— START DATA IN THIS EXERCISE —

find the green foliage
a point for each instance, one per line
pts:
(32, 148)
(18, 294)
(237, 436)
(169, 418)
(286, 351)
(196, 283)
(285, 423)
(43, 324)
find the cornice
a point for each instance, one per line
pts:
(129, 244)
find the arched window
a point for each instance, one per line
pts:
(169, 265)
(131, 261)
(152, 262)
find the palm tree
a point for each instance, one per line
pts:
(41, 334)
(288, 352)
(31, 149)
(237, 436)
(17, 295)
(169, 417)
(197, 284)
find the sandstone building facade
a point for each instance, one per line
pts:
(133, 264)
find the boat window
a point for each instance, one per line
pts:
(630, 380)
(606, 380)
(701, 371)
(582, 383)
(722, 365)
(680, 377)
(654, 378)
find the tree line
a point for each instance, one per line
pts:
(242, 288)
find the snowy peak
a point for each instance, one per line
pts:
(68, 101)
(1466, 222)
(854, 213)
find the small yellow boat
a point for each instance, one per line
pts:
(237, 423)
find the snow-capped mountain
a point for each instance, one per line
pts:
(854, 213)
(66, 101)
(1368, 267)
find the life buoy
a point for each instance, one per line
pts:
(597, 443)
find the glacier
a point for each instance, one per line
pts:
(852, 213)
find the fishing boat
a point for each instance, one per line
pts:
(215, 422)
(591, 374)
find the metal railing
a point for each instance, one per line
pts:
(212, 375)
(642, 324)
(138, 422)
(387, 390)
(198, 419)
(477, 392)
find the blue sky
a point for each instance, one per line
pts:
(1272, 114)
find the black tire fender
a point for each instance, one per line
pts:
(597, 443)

— END DATA IN THIS EXERCISE —

SET EXERCISE: Swap "one per line" for "one on each line" everywhere in the records above and write them out again, with nothing else changed.

COMPLETE ANSWER:
find the green foliage
a point for each instance, one on each line
pts:
(32, 148)
(18, 294)
(237, 436)
(169, 418)
(286, 351)
(196, 283)
(285, 423)
(43, 324)
find the cornice
a point for each instance, one on each line
pts:
(129, 244)
find the arched window
a point for each instance, one on each line
pts:
(169, 265)
(131, 261)
(152, 262)
find the palm tree
a point for each instance, one on each line
pts:
(41, 334)
(288, 352)
(31, 149)
(237, 436)
(17, 295)
(169, 417)
(197, 284)
find the sandstone building facade
a point for each instance, one on each line
pts:
(133, 264)
find the boat window
a point for each instance, one on each line
pts:
(630, 380)
(606, 380)
(701, 371)
(582, 383)
(722, 365)
(680, 377)
(654, 378)
find the tree line
a point for each instance, one on each line
pts:
(242, 288)
find the snowy peak
a point for each instance, one on each line
pts:
(68, 101)
(1466, 222)
(854, 213)
find the small yellow boat
a point for each instance, one on each line
pts:
(237, 423)
find the snow-capped mountain
a point for each instance, one on each line
pts:
(854, 213)
(66, 101)
(1368, 267)
find the life buoy
a point for each instance, one on each line
pts:
(597, 443)
find the glacier
a point for each instance, one on each line
pts:
(852, 213)
find the fishing boat
a point for each instance, one on each line
pts:
(215, 422)
(591, 374)
find the metal railing
a point for each instance, one on each line
pts:
(212, 375)
(642, 324)
(138, 422)
(387, 390)
(198, 419)
(477, 392)
find the blue sky
a point for each instance, one on each line
pts:
(1272, 114)
find the black tire fender
a point for each instance, one on each line
pts:
(597, 443)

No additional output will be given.